-------- Records shown --------

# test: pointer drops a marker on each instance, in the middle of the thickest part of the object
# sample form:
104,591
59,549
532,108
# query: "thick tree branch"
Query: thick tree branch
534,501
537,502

--------
-------- Records shown --------

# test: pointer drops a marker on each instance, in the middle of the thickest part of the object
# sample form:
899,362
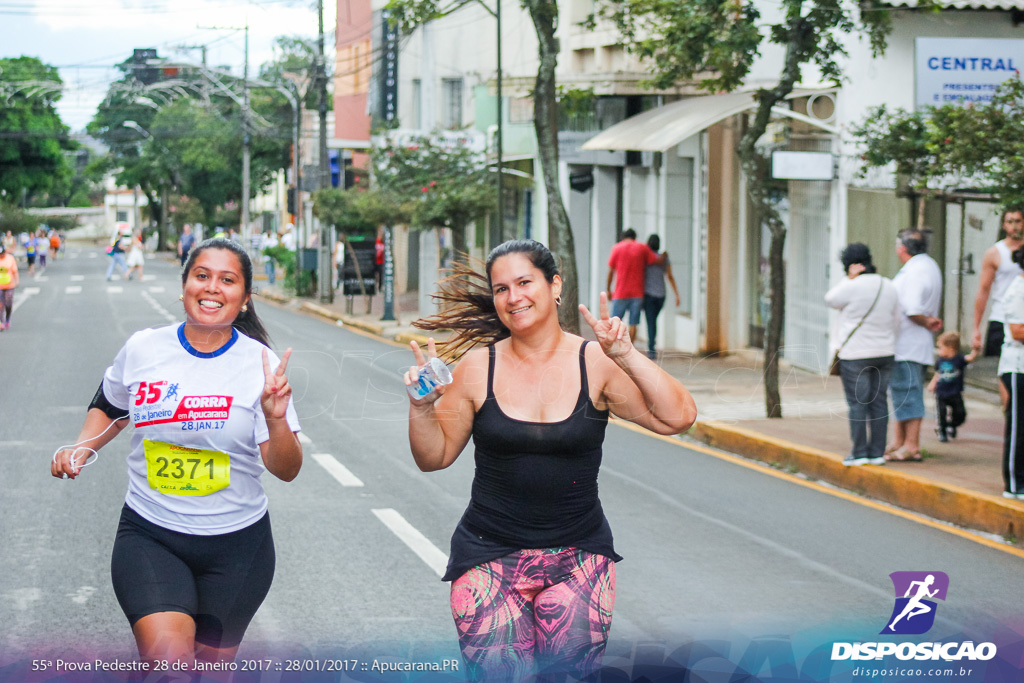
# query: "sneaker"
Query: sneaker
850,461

--------
-------- Records shown --------

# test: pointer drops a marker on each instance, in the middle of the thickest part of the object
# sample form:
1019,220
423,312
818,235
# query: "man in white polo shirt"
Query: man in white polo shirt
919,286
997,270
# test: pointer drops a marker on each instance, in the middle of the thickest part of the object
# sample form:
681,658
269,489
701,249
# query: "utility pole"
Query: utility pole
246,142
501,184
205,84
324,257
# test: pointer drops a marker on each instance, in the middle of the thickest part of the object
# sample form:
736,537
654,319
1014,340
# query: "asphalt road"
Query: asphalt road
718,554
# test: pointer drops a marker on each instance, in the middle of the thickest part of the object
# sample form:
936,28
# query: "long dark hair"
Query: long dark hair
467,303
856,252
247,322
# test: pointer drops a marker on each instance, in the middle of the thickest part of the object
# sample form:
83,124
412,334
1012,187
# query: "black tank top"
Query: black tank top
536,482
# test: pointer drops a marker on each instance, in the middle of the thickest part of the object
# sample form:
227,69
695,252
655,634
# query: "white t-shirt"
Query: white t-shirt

--------

● **Objective**
Locate each line in the listing above that contains the word "utility", and copy those lines out. Case counts.

● **Exercise solution**
# query: "utility pole"
Query: utility pole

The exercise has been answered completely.